Supplied text:
The related test result

For Test 1, after stopping the remote node spdk_tgt, getting the raid does not tell users that there is an invalid base bdev:

"raid": {
    "base_bdevs_list": [
        {
            "data_offset": 0,
            "data_size": 25600,
            "is_configured": true,
            "name": "spdk-00/lvol0",
            "uuid": "dcb09a53-549b-4dd4-9612-3f129ca80518"
        },
        {
            "data_offset": 0,
            "data_size": 25600,
            "is_configured": true,
            "name": "lvol1n1",
            "uuid": "2b88167e-322d-42db-982c-12e5281ba904"

Provided data:

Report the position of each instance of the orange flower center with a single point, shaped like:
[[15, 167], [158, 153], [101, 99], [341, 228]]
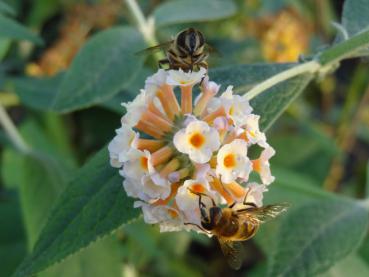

Requirement A: List every field name that appears in each entry of "base_bdevs_list" in the raid test result.
Requirement B: Render this sentence from the raid test result in Spanish: "For Test 1, after stopping the remote node spdk_tgt, getting the raid does not tell users that there is an invalid base bdev:"
Requirement C: Carry on writing the raid test result, picking up right after its final line.

Written answer A: data_offset, data_size, is_configured, name, uuid

Written answer B: Para la Prueba 1, después de detener el nodo remoto spdk_tgt, obtener el raid no les indica a los usuarios que hay un bdev base no válido:

Written answer C:
        }
    ],
    "num_base_bdevs": 2,
    "num_base_bdevs_discovered": 2,
    "num_base_bdevs_operational": 2,
    "raid_level": "raid1",
    "state": "online",
    "strip_size_kb": 0,
    "superblock": false
}

And trying to expose the RAID will show the below weird error:

{
        "id": 70002,
        "jsonrpc": "2.0",
        "method": "nvmf_create_subsystem",
        "params": {
                "nqn": "nqn.2023-01.io.longhorn.spdk:raid01",
                "allow_any_host": true
        }
}
{
        "id": 70002,
        "jsonrpc": "2.0",
        "result": true
}
{
        "id": 70003,
        "jsonrpc": "2.0",
        "method": "nvmf_subsystem_add_ns",
        "params": {
                "nqn": "nqn.2023-01.io.longhorn.spdk:raid01",
                "namespace": {
                        "bdev_name": "raid01"
                }
        }
}
{
        "id": 70003,
        "jsonrpc": "2.0",
        "error": {
                "code": -32603,
                "message": "Unable to add ns, subsystem in active state"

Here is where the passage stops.